START MATERIAL FOR THE TASK
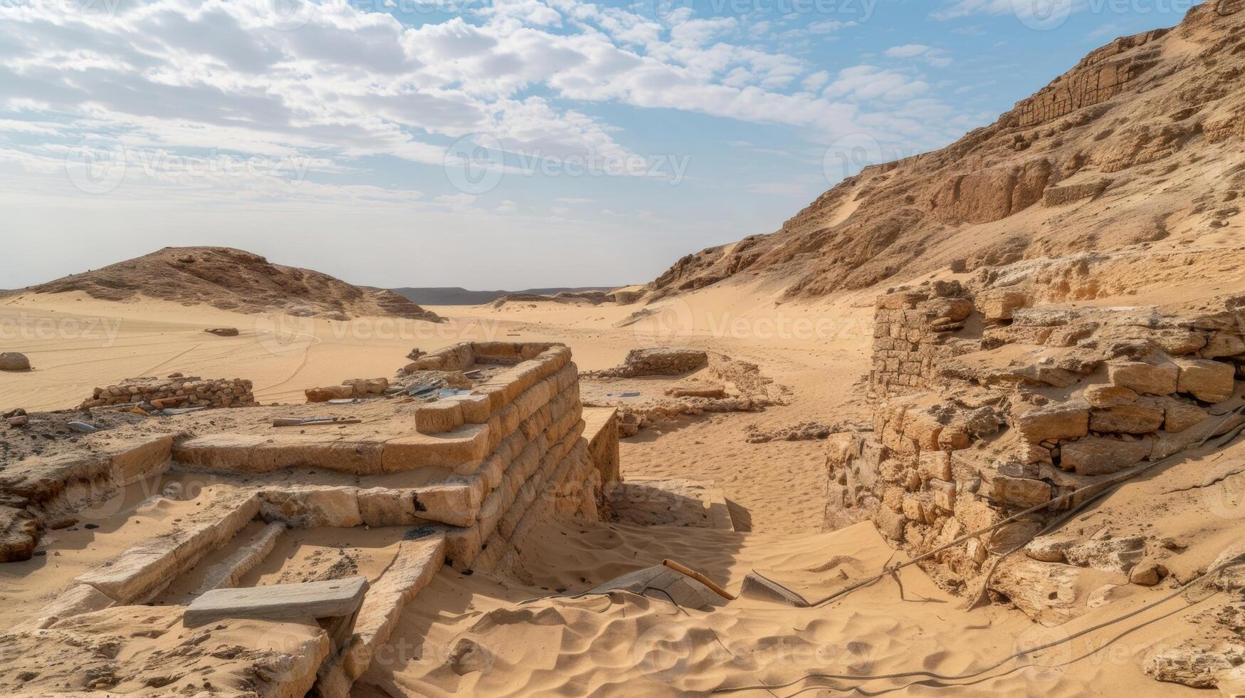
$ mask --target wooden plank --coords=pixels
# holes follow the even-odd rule
[[[187,607],[183,623],[194,627],[220,618],[289,621],[350,616],[359,610],[366,591],[366,577],[213,590]]]

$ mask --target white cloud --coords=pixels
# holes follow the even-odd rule
[[[910,59],[929,50],[929,46],[924,46],[921,44],[905,44],[904,46],[891,46],[890,49],[886,49],[885,52],[893,59]]]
END MATERIAL FOR THE TASK
YOUR INSTRUCTIONS →
Shift every polygon outline in the records by adding 7 to each of its vertex coordinates. Reproduce all the record lines with their requests and the adjusted outlines, but omit the pictures.

FINISHED TASK →
$ mask --target wooden plank --coords=pixels
# holes follow the even-odd rule
[[[194,614],[190,630],[201,634],[227,625],[296,628],[357,623],[366,617],[373,598],[373,584],[220,597]]]

$ mask --target white cloud --coords=pixels
# holes follow the even-odd rule
[[[917,66],[936,57],[936,53],[931,53],[928,51],[912,51],[911,53],[898,53],[897,56],[893,56],[892,59],[900,66]]]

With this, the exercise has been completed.